**JOB:** Reproduce the lines starting at the one containing "Where can the dirt trail" and ending at the one containing "x=511, y=443", substituting "granite slab" for every occurrence of "flat rock slab" and keeping everything else identical.

**MATERIAL FOR THIS EXERCISE:**
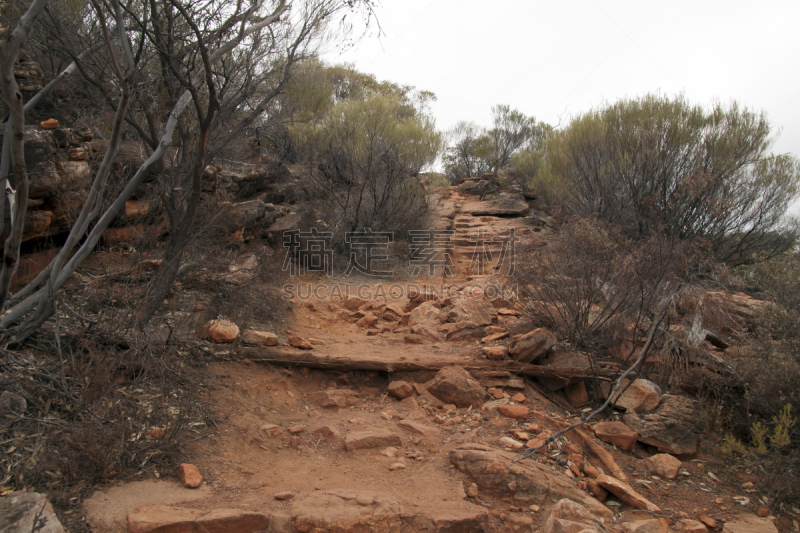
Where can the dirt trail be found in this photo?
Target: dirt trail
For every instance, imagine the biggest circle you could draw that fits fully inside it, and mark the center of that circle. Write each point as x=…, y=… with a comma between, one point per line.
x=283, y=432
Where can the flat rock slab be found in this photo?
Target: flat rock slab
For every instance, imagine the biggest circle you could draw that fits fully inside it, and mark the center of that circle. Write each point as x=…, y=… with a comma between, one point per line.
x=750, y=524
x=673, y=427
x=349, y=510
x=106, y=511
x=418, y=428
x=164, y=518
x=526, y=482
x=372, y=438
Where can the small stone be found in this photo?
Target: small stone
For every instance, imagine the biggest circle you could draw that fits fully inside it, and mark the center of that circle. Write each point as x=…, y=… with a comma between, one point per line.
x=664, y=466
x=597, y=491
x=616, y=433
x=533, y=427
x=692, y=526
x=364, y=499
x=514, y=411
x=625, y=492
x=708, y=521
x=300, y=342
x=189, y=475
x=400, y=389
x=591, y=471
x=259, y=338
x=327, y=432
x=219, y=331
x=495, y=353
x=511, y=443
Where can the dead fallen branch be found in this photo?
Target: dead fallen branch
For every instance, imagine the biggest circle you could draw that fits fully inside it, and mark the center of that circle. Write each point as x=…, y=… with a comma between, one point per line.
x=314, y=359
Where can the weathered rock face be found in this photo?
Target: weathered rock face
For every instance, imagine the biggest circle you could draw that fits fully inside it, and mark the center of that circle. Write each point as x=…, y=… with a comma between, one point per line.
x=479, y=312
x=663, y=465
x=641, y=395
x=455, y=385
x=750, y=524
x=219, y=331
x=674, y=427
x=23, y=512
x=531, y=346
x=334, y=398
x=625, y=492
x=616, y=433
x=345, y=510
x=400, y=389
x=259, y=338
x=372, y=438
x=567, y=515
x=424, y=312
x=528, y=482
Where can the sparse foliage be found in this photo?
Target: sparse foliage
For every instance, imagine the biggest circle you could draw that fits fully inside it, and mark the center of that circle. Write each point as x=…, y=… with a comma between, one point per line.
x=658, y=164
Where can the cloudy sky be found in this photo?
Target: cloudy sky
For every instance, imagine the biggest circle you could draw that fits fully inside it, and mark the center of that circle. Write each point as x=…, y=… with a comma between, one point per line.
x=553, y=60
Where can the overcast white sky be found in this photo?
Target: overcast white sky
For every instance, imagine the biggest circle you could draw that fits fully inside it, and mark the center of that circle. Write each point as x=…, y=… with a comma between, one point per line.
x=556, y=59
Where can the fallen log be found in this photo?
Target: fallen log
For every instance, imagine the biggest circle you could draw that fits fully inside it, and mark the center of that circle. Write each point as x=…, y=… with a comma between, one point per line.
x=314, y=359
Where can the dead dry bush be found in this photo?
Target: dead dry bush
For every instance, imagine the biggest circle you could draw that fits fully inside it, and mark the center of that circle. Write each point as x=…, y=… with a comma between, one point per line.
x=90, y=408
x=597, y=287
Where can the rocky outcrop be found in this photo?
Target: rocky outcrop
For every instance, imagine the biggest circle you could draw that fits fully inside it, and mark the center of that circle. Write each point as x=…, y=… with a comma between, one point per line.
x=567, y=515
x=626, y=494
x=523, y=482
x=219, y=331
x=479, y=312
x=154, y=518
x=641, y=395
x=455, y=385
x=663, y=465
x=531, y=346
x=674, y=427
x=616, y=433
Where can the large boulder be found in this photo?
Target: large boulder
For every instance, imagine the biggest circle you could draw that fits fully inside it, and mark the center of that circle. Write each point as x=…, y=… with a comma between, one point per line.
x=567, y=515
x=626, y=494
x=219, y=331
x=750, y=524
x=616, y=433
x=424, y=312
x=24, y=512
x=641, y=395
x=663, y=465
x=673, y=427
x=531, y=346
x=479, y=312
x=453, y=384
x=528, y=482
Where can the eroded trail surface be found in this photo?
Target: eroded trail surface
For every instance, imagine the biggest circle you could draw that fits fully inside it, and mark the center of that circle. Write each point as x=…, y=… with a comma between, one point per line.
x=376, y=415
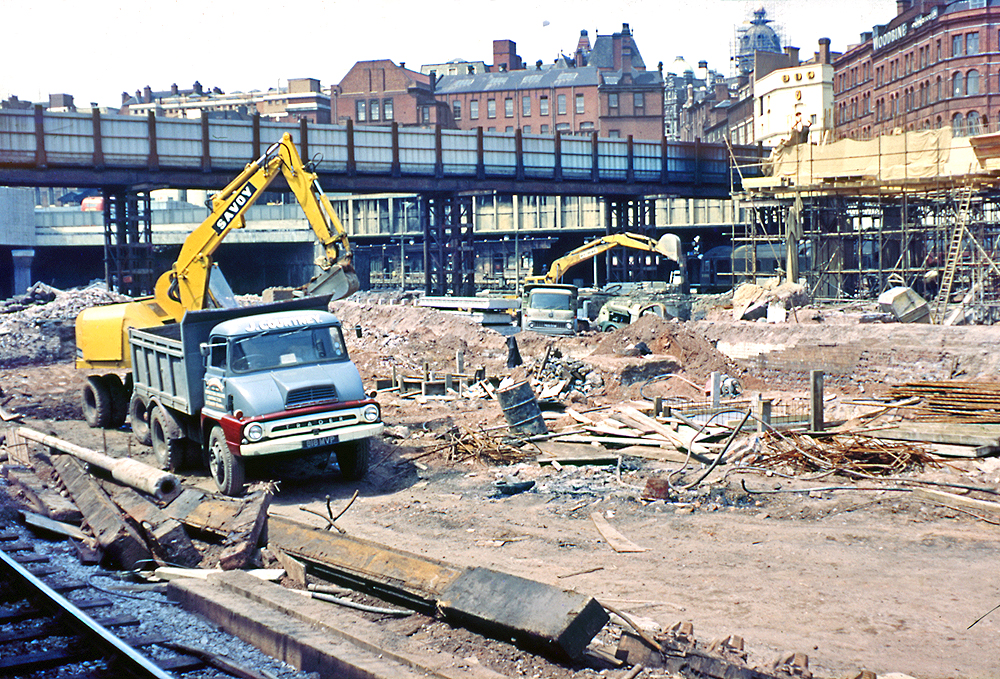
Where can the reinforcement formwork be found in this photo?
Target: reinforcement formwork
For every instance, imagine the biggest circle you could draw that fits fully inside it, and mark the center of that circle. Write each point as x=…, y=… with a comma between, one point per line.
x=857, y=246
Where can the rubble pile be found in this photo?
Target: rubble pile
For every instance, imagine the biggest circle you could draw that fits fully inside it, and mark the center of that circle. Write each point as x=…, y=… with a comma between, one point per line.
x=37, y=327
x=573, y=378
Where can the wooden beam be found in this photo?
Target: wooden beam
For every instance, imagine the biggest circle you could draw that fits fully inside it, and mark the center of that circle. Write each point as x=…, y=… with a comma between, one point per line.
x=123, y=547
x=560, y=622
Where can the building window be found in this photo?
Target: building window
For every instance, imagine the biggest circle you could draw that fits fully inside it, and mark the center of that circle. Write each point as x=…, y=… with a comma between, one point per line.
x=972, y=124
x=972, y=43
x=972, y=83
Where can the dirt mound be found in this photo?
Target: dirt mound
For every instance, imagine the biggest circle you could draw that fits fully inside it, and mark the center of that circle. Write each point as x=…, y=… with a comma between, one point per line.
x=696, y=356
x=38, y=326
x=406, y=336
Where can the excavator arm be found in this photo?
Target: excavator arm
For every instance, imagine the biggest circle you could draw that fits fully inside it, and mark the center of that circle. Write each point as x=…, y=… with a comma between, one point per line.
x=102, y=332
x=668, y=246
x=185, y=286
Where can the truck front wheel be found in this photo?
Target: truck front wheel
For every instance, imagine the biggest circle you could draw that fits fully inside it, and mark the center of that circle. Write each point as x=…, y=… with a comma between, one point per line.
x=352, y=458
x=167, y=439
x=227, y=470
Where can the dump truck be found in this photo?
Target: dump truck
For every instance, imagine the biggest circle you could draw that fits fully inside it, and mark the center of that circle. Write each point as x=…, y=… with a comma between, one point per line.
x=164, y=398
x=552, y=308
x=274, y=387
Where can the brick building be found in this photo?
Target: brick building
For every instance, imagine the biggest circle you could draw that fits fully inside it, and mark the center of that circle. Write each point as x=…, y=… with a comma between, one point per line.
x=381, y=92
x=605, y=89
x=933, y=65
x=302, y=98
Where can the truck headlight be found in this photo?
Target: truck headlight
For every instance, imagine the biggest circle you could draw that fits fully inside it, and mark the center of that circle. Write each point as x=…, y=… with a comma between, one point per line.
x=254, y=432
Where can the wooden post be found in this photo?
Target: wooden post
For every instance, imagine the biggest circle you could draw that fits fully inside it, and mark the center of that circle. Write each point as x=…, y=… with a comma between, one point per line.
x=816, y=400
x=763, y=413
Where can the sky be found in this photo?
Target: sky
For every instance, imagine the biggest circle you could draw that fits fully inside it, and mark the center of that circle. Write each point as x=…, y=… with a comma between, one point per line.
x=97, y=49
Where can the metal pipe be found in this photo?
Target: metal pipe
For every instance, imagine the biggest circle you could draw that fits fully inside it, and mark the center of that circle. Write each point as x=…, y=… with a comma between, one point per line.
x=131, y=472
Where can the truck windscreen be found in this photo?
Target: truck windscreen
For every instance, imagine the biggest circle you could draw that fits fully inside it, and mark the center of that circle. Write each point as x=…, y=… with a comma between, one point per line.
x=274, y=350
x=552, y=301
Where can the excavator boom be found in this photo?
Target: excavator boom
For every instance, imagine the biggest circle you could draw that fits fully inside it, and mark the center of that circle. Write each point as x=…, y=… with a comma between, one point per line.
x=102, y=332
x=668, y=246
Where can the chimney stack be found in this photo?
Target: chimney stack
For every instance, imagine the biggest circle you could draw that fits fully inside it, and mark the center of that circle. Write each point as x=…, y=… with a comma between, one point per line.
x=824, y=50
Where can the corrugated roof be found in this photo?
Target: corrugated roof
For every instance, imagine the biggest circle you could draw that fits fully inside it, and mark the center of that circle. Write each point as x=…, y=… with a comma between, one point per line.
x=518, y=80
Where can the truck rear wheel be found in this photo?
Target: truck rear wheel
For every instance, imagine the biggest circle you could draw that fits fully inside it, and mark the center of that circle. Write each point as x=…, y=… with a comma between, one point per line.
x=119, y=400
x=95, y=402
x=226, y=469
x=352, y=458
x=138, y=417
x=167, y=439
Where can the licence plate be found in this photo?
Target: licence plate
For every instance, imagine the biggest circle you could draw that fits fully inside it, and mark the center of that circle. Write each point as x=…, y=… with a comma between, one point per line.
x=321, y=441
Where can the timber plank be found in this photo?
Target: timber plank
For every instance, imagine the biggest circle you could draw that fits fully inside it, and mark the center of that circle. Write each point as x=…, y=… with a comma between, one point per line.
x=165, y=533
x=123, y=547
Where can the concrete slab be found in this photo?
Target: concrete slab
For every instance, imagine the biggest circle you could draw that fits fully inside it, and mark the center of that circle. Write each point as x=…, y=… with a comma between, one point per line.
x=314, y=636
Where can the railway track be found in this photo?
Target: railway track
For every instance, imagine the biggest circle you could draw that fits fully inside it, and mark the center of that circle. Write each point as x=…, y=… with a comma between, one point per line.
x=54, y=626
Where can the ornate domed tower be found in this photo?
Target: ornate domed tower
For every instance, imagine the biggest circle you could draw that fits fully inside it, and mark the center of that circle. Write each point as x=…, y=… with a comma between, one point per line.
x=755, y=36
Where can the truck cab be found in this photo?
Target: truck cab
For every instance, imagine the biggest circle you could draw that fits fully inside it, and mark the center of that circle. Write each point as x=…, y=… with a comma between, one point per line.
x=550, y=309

---

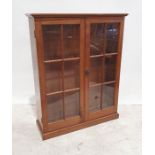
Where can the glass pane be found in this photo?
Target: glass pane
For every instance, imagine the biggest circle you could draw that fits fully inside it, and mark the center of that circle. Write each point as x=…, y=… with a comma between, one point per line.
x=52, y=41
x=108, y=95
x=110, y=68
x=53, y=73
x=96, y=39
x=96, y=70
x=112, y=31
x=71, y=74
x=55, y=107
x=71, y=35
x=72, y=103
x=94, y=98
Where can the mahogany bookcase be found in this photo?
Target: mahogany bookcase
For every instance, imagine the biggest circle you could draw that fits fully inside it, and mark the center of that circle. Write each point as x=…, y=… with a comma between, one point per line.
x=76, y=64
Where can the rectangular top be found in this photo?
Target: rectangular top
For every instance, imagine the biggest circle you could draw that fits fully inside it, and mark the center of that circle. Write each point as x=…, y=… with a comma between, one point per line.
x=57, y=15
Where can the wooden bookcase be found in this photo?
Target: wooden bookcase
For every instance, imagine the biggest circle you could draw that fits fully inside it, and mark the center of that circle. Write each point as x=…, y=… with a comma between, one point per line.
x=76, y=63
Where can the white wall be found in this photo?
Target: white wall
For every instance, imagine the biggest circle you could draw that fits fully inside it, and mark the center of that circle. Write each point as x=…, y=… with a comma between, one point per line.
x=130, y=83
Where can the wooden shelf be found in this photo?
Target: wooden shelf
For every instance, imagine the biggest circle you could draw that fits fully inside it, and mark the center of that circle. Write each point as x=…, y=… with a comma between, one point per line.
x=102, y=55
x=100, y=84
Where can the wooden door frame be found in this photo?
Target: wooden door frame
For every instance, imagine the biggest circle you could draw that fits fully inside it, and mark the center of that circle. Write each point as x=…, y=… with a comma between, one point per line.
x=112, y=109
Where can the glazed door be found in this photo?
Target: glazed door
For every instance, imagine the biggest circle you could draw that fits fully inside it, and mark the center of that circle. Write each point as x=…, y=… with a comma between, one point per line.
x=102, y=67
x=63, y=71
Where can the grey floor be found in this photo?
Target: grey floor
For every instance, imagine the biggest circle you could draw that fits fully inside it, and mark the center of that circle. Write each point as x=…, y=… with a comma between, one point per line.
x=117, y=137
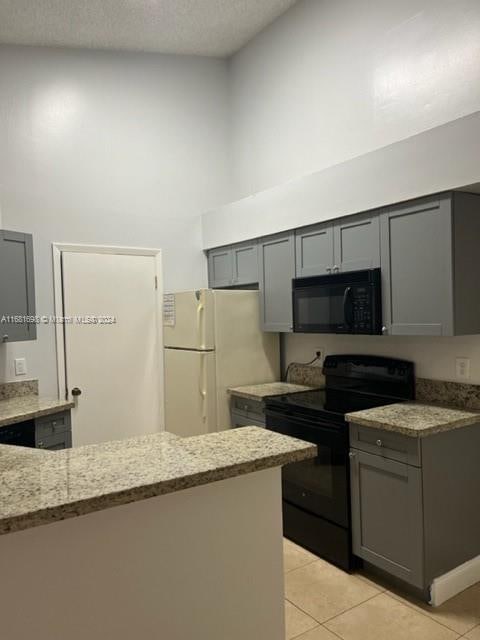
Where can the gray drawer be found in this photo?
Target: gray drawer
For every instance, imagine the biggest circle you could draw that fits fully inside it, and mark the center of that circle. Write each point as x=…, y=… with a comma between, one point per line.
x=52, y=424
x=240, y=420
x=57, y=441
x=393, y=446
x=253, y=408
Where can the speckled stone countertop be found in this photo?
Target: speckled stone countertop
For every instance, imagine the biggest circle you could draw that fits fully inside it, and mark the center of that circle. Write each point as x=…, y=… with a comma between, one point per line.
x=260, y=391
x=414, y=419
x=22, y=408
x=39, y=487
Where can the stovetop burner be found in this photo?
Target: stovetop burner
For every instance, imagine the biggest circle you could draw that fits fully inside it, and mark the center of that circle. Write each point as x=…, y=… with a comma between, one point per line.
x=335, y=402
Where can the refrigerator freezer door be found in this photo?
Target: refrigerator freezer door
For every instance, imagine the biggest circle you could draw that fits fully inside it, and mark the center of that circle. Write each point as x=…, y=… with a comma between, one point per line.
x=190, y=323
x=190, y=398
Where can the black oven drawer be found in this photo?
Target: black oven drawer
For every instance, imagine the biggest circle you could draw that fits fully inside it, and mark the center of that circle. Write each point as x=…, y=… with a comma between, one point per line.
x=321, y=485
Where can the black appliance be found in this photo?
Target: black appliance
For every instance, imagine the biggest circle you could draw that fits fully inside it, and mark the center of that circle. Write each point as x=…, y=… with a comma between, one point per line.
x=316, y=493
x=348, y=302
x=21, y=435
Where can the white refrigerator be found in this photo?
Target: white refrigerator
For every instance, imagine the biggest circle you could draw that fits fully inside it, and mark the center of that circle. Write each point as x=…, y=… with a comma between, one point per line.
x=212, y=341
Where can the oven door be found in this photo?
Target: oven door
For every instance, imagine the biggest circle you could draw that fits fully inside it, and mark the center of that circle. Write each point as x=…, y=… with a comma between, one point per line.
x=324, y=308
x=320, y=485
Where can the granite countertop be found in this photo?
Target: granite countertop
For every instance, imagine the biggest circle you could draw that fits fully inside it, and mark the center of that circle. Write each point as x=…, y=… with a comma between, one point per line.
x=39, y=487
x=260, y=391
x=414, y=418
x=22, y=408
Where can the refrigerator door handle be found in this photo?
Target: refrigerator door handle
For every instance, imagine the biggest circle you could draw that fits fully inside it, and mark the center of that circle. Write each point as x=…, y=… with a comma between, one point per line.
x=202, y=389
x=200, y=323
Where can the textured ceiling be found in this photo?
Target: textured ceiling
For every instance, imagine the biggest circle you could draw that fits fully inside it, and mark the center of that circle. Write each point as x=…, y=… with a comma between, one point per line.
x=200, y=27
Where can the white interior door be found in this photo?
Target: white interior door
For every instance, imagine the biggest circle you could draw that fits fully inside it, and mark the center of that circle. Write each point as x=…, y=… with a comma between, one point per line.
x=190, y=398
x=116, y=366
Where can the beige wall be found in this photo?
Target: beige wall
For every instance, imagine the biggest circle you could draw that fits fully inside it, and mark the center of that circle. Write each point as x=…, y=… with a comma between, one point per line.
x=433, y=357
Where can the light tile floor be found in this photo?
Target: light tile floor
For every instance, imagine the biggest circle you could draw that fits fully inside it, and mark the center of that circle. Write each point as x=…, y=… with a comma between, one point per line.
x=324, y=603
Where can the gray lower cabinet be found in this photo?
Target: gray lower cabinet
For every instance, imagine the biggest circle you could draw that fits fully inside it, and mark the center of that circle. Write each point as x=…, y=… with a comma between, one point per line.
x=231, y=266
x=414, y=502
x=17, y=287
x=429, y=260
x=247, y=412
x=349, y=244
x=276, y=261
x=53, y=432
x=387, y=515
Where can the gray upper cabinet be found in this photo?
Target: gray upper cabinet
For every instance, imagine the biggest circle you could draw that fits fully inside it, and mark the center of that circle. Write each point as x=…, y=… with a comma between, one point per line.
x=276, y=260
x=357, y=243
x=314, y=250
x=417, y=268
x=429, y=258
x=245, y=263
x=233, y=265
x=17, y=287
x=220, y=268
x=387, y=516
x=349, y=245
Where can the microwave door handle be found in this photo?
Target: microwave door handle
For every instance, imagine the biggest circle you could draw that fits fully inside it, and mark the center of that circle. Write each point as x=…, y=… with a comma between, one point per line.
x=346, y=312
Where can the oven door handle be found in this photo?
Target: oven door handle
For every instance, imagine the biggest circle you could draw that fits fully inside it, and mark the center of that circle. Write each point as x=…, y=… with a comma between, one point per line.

* * *

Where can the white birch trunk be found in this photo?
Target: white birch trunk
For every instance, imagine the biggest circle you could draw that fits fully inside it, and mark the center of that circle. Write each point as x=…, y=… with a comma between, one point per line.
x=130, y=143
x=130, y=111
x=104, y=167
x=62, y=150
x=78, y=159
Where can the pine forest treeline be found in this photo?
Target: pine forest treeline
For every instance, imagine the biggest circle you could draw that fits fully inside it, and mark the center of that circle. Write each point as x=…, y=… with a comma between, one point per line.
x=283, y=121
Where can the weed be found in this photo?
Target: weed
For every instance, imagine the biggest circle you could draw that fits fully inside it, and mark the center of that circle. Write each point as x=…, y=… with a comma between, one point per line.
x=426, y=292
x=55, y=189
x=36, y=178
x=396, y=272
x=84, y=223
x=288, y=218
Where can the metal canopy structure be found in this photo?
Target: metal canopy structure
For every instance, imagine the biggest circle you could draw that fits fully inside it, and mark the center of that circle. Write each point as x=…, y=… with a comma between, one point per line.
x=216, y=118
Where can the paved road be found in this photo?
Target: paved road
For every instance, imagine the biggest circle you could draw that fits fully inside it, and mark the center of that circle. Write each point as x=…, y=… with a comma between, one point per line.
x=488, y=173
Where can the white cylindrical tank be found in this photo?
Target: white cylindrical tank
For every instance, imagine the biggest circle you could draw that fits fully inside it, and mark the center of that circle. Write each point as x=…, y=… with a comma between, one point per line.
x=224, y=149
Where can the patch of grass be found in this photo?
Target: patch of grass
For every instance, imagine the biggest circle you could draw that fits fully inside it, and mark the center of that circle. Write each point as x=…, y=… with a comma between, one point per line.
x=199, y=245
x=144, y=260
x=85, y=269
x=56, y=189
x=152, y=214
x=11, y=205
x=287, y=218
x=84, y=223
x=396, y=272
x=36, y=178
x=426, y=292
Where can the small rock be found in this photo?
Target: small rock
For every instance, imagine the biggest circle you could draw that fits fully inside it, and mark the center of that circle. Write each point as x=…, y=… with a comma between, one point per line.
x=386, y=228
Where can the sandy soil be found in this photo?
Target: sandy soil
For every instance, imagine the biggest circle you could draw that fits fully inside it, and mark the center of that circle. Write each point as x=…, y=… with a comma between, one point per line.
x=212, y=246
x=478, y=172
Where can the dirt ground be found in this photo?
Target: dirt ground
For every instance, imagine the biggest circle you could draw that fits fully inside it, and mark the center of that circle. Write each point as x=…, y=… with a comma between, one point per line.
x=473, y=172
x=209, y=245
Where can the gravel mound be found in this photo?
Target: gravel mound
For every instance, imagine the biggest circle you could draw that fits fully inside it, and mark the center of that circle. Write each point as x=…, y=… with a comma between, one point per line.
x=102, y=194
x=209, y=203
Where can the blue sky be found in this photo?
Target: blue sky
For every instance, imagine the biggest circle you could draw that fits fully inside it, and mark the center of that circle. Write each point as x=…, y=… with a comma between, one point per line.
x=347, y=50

**OUTPUT FOR THIS EXERCISE:**
Where can the dirt trail be found in this photo?
Target: dirt trail
For every instance, imagine the biggest circle you could draw that fits fully inside it, and mark the center of that circle. Write each point as x=…, y=… with a comma between, one point per line.
x=283, y=432
Where can the granite slab be found in this photo?
Target: granite slab
For every instance, imagine the biggest circle you could draw that fits fully inside it, and mark the center of that circle. Write each point as x=…, y=… with a comma between, one point per line.
x=750, y=524
x=673, y=427
x=349, y=510
x=106, y=511
x=418, y=428
x=164, y=518
x=526, y=482
x=372, y=438
Where can the small stone be found in this photo?
Target: small stone
For every instance, imagine the biggest circle you could draw that fits fully inside it, and mark the center of that circle. Write each point as x=…, y=… with a comma between, one point per line.
x=664, y=466
x=597, y=491
x=616, y=433
x=533, y=427
x=692, y=526
x=364, y=499
x=514, y=411
x=625, y=492
x=708, y=521
x=300, y=342
x=189, y=475
x=400, y=389
x=591, y=471
x=259, y=338
x=327, y=432
x=219, y=331
x=495, y=353
x=511, y=443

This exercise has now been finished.